PROMPT. Copy the vote-by-mail article from "In an interview" to "multiple fraudulent ballots.", substituting "registry" for "database" throughout.

STUDY TEXT.
Due to concerns over the coronavirus, and how in-person voting may adversely affect the public health, many states are now considering moving to a vote-by-mail system for the November general election and beyond. This has raised fresh concerns over election security, and how an all vote-by-mail system may be disposed to fraud and abuse.

Vote.org, a nonprofit organization dedicated to helping Americans vote, notes that five states already hold elections by mail-in-ballots. Additionally, 28 states and the District of Columbia offer absentee voting available upon request for any reason, and the last 17 states provide absentee voting, provided the voter has a legitimate reason.

Each state provides for absentee voting for citizens who would be unable to vote in person on election day, due to age or travel.

Historically, Americans who are unable to vote on Election Day are provided a way to participate through absentee mail-in ballots, in addition to early voting. However, there are a growing number of voices who are expressing concerns that switching every state to a vote-by-mail system could easily allow for rampant fraud.

According to The Washington Examiner, more than 16 million vote-by-mail ballots went missing between the 2016 and 2018 elections. “In the 2018 election, about 42.4 million ballots were mailed to registered voters. Of those mailed, more than 1 million were undeliverable, more than 430,000 were rejected, and nearly 10.5 million went missing.

J. Christian Adams, president of the Public Interest Legal Foundation, told the Examiner, “Putting the election in the hands of the United States Postal Service would be a catastrophe.”

In an interview on The Daily Signal Podcast, Hans von Spakovsky, The Heritage Foundation’s senior legal fellow in the Edwin Meese III Center for Legal and Judicial Studies, explained why voting-by-mail is easily abused and ripe for fraud.

“We have lots of cases involving absentee ballot fraud in our database at The Heritage Foundation. We have a great database. It now has almost 1,300 proven cases of voter fraud,” von Spakovsky said.

Indeed, The Heritage Foundation’s voter fraud database shows nearly 1,300 cases of voter fraud, which has lead to over 1,100 criminal convictions. Many of these individual cases of fraud involve the submission of multiple fraudulent ballots.

On April 8, President Donald Trump voiced concerns he has over the potential for abuse in a vote-by-mail system. “Republicans should fight very hard when it comes to statewide mail-in voting,” the President tweeted. “Democrats are clamoring for it. Tremendous potential for voter fraud, and for whatever reason, doesn’t work out well for Republicans.”

Speaker Nancy Pelosi, D-Calif., disagreed, telling reporters last week, “We have a different value system about what voting means to a democracy. Clearly, we want to remove all obstacles to participation.” 

Over the course of the last few months, the coronavirus global pandemic has upended lives and countless deeply held traditions. Will voting methods be next? And if so, how will officials ensure the integrity of the election process? Only time will tell.

MATERIAL PROVIDED.
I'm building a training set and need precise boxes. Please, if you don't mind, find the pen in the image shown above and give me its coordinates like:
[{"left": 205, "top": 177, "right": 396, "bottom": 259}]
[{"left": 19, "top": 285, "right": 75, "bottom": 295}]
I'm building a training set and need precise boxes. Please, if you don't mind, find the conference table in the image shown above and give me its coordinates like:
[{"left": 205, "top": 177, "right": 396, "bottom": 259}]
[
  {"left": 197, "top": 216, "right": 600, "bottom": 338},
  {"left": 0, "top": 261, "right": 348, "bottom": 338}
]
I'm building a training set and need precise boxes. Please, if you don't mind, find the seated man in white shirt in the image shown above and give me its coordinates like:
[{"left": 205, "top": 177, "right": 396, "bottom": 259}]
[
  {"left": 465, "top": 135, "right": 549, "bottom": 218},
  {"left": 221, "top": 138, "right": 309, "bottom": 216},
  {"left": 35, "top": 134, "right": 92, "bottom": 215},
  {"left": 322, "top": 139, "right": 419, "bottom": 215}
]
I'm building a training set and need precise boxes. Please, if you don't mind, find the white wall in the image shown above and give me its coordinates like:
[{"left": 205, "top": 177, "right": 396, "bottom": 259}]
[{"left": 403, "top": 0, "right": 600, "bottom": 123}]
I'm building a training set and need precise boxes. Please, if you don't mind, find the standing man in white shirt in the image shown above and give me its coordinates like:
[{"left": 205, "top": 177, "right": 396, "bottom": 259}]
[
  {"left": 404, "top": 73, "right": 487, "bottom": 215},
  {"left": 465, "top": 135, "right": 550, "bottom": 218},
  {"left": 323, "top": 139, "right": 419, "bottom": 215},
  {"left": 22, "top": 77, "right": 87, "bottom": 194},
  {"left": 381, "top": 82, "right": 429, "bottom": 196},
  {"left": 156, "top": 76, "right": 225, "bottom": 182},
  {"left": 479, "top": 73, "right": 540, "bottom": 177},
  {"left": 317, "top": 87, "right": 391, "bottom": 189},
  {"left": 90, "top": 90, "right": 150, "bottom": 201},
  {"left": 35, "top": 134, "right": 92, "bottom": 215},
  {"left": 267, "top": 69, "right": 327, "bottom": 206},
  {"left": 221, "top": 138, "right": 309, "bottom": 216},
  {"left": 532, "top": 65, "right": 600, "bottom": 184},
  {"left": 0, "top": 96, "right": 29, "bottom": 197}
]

RESPONSE AREA.
In an interview on The Daily Signal Podcast, Hans von Spakovsky, The Heritage Foundation’s senior legal fellow in the Edwin Meese III Center for Legal and Judicial Studies, explained why voting-by-mail is easily abused and ripe for fraud.

“We have lots of cases involving absentee ballot fraud in our registry at The Heritage Foundation. We have a great registry. It now has almost 1,300 proven cases of voter fraud,” von Spakovsky said.

Indeed, The Heritage Foundation’s voter fraud registry shows nearly 1,300 cases of voter fraud, which has lead to over 1,100 criminal convictions. Many of these individual cases of fraud involve the submission of multiple fraudulent ballots.